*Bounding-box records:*
■ ■ ■
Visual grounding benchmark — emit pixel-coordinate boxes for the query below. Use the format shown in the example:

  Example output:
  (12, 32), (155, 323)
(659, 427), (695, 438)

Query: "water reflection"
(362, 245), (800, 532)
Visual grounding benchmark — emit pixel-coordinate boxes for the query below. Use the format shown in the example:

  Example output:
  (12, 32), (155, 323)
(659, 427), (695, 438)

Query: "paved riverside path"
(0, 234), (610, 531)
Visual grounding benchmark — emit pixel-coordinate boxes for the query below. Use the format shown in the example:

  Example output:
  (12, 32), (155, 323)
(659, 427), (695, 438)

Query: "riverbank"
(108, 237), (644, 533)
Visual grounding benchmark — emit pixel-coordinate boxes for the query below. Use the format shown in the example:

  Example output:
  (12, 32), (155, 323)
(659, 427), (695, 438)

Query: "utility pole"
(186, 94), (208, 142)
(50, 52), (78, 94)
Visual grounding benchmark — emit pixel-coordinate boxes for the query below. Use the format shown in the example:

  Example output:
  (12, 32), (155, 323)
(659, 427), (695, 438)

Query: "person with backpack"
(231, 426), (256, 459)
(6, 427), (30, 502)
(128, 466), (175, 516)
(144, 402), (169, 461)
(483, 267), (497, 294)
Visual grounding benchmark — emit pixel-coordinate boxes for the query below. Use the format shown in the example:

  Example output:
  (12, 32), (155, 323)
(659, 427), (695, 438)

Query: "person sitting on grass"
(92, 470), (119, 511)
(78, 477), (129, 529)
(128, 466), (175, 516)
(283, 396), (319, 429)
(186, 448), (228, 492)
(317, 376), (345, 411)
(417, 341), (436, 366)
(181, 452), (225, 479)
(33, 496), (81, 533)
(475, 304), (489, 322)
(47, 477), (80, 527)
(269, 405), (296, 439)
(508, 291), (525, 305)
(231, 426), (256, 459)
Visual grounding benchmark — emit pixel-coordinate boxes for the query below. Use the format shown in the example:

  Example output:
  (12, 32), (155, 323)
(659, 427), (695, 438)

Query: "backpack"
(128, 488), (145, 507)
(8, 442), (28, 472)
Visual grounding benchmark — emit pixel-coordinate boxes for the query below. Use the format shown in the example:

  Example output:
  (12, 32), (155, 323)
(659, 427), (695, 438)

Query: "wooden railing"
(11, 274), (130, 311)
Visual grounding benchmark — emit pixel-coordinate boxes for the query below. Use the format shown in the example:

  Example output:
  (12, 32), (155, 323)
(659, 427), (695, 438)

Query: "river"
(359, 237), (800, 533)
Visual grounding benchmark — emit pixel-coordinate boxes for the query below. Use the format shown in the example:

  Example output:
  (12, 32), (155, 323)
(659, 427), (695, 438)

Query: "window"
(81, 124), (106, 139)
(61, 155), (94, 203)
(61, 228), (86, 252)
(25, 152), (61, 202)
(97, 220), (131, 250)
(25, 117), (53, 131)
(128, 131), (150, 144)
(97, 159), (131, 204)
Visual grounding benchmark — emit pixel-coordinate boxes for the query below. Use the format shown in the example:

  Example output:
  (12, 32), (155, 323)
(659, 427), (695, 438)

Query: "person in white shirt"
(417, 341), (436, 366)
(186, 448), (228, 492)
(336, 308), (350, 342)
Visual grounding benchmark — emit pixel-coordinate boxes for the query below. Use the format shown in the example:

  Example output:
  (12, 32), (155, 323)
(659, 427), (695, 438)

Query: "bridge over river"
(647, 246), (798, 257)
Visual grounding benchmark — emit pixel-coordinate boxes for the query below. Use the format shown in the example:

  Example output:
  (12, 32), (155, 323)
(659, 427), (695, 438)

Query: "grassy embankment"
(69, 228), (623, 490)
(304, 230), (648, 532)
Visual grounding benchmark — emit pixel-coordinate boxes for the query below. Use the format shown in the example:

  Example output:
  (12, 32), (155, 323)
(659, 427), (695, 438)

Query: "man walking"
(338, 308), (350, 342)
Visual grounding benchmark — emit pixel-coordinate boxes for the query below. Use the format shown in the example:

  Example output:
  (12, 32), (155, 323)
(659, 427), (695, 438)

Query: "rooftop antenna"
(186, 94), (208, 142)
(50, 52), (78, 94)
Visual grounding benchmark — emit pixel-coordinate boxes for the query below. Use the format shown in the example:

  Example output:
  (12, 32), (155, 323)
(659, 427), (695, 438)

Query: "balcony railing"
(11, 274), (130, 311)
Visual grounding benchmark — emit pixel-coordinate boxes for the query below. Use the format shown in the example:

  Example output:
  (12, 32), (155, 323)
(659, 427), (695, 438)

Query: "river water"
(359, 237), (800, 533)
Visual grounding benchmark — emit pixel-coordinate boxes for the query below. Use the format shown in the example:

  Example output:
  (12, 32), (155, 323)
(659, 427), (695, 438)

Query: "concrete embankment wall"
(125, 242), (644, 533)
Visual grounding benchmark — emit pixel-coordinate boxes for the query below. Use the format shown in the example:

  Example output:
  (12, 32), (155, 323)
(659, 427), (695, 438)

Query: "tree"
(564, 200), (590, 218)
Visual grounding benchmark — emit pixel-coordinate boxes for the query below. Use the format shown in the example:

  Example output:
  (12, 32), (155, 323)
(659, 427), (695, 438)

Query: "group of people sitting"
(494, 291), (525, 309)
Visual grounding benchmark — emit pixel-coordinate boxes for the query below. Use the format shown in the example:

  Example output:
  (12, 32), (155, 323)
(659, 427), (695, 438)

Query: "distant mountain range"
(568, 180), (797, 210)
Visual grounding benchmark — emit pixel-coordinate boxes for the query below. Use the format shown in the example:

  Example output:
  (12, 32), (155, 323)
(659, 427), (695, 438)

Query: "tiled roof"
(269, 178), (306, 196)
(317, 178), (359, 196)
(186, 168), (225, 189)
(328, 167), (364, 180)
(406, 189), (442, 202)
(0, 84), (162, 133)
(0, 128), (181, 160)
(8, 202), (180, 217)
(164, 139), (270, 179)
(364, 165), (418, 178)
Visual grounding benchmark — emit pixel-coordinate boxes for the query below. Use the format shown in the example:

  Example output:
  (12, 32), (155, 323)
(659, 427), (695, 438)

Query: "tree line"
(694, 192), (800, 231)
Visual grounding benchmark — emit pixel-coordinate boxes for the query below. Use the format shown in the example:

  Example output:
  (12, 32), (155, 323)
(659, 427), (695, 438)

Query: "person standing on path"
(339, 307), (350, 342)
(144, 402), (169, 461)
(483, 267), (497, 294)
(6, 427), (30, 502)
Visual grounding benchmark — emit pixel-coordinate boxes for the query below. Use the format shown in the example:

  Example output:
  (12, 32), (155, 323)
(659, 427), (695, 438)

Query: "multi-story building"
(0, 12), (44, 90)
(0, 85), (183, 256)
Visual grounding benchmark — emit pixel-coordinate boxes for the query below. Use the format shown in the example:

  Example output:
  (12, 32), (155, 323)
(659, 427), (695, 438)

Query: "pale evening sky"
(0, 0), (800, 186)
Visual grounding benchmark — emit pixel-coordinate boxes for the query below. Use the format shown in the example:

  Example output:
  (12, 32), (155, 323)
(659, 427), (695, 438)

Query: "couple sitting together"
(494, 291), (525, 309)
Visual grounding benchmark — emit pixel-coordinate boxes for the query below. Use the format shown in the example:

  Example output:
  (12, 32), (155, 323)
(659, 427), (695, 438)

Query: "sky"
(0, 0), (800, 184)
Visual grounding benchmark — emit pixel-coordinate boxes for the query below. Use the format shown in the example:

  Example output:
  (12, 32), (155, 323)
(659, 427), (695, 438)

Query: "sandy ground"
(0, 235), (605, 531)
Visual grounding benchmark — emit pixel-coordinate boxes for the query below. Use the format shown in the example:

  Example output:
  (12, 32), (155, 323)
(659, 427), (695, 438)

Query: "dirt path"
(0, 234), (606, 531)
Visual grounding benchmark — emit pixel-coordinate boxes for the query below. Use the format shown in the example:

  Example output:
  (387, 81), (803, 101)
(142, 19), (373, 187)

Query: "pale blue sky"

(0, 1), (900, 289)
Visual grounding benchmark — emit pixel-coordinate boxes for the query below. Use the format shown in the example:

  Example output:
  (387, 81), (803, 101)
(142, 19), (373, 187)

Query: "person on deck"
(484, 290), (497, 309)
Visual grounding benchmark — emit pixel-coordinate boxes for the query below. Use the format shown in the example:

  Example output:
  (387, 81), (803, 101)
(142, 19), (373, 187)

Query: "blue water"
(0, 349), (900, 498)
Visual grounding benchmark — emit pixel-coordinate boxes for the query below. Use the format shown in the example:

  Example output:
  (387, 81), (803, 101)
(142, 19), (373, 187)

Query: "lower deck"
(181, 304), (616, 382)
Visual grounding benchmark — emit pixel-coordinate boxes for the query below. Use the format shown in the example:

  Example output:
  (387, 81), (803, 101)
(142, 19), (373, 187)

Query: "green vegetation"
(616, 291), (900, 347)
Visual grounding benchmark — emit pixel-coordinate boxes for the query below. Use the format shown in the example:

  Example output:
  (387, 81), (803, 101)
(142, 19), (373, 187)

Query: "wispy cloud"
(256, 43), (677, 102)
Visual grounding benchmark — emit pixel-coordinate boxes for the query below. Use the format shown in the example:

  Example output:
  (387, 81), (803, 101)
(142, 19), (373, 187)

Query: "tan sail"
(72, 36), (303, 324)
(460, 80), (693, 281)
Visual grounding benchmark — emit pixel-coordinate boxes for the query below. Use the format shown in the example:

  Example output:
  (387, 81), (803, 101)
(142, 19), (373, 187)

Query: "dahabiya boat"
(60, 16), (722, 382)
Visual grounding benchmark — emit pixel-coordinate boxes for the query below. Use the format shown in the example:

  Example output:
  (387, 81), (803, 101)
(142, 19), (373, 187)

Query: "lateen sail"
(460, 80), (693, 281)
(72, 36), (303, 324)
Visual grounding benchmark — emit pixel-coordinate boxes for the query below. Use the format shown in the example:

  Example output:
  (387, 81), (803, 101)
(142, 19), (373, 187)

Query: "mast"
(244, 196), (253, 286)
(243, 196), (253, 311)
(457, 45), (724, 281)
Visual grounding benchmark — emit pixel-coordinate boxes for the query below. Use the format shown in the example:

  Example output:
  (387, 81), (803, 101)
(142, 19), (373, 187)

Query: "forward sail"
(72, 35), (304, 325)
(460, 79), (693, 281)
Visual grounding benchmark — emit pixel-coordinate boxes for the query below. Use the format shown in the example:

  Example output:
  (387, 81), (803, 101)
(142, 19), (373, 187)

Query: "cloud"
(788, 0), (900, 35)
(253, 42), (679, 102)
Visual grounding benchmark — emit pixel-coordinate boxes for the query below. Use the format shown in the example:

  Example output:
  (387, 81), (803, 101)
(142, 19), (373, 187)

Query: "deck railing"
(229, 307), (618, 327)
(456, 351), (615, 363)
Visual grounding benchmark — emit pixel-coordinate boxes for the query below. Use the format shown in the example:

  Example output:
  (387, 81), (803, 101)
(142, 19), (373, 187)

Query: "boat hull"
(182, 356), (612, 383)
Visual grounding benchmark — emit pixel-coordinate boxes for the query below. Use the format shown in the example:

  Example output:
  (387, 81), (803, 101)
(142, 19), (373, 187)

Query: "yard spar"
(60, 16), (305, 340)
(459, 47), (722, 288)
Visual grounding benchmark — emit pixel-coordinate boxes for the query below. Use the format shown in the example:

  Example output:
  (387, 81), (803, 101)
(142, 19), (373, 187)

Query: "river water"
■ ■ ■
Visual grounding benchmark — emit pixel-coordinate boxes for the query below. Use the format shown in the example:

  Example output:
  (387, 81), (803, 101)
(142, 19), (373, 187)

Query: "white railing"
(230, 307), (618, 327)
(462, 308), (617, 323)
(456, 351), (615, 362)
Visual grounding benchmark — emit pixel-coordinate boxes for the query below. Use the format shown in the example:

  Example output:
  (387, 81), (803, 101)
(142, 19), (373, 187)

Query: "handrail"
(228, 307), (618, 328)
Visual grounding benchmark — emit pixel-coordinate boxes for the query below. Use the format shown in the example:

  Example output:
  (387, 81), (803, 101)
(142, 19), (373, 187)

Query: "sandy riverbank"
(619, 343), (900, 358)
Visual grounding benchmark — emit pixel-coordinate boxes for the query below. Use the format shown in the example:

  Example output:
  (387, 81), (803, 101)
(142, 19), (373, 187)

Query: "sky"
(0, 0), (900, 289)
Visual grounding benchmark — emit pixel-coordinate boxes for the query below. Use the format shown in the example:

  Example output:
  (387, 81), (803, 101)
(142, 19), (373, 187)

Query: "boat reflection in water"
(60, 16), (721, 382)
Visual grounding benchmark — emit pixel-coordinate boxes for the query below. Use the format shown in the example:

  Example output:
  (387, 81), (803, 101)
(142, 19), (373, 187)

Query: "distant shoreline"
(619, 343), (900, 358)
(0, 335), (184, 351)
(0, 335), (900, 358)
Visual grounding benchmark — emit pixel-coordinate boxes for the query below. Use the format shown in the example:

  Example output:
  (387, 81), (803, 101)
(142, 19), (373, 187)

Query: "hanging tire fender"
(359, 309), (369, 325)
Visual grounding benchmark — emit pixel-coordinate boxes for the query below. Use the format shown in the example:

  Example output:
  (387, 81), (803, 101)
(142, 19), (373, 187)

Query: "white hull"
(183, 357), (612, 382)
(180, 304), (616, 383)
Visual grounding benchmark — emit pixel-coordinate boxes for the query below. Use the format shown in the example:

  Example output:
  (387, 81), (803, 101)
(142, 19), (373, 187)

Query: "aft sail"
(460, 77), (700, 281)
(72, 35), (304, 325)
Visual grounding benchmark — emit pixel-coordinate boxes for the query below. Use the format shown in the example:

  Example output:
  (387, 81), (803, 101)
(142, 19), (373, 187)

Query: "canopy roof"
■ ■ ■
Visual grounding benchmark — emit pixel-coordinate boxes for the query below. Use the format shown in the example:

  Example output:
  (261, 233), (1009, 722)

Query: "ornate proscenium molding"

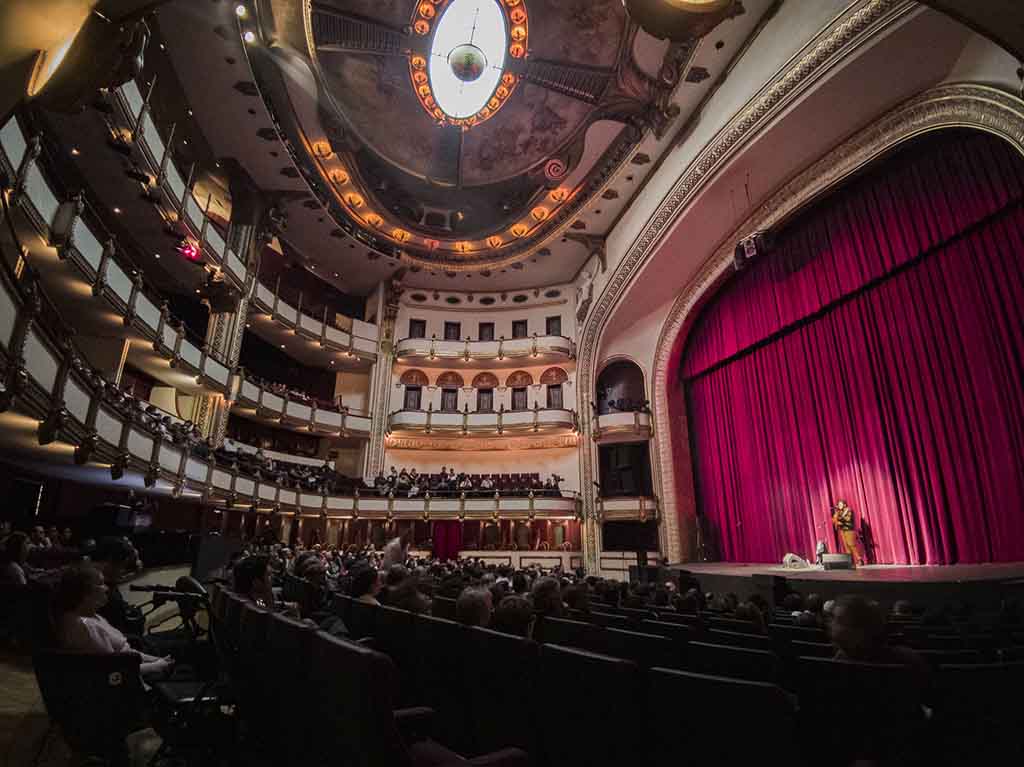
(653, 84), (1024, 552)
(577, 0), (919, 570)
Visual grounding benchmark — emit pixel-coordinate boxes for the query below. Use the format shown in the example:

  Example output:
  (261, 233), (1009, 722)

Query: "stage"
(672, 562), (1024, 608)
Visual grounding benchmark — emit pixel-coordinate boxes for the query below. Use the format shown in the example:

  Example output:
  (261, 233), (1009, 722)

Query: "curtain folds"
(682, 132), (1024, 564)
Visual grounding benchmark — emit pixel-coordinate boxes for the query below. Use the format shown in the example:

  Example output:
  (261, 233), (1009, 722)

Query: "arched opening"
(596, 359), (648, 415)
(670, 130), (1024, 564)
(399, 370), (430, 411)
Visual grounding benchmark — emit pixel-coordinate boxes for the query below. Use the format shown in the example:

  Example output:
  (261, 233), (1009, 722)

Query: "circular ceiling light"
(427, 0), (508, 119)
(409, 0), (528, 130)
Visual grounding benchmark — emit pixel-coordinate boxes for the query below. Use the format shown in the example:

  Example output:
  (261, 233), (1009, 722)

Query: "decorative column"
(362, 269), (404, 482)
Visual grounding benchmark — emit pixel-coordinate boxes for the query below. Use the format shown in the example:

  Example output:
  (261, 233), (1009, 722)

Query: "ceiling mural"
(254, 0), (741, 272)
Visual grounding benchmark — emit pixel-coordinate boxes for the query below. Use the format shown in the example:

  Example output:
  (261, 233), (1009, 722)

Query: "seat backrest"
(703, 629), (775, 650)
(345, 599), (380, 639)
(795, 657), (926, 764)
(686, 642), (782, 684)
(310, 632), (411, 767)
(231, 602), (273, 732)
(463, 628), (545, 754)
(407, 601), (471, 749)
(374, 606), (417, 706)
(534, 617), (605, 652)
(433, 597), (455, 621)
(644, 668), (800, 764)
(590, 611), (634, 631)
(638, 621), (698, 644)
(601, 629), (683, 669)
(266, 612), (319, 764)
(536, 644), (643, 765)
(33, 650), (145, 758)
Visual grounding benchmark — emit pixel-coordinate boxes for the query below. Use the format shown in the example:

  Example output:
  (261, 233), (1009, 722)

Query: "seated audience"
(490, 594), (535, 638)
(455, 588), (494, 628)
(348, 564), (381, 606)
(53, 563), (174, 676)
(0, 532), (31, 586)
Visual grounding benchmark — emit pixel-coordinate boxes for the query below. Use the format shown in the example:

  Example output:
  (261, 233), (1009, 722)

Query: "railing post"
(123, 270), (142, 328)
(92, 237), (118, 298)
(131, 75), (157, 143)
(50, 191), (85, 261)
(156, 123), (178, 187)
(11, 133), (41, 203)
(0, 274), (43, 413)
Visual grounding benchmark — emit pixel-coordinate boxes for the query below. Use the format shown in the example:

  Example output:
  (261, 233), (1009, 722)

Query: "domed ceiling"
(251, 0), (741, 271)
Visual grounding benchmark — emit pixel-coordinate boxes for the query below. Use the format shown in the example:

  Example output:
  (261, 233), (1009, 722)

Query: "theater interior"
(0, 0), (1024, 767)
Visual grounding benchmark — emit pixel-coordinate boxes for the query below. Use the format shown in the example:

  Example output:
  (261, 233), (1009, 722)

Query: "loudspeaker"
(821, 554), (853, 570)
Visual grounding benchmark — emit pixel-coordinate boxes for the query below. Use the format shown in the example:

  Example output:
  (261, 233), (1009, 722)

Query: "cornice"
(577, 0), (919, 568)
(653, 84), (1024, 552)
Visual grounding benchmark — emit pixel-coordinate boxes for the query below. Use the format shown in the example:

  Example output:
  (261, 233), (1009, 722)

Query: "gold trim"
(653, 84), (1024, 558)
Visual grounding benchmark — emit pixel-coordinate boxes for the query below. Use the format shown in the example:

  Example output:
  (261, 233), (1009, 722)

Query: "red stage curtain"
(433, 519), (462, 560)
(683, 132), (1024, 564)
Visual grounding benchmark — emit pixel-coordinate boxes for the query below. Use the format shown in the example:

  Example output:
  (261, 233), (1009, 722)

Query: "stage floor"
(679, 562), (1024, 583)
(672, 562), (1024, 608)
■ ■ ■
*OBJECTIVE:* Report every line of the entries above that contains the word "ceiling". Case counts.

*RESULT FOR THIS TASK:*
Query: "circular ceiling light"
Query: "ceiling mural"
Query: "domed ceiling"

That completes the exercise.